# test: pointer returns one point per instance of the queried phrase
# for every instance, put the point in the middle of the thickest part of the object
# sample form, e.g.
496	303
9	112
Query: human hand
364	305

---------------

The request:
Can you write all the rows above again, changing "thickest" to "widest" and keeping everything else the same?

Result below:
# test: pointer returns one point per instance of the queried phrase
# for every instance, put the point in the middle of the widest part of the object
# sample form, e.g.
496	303
9	112
Query: human hand
364	305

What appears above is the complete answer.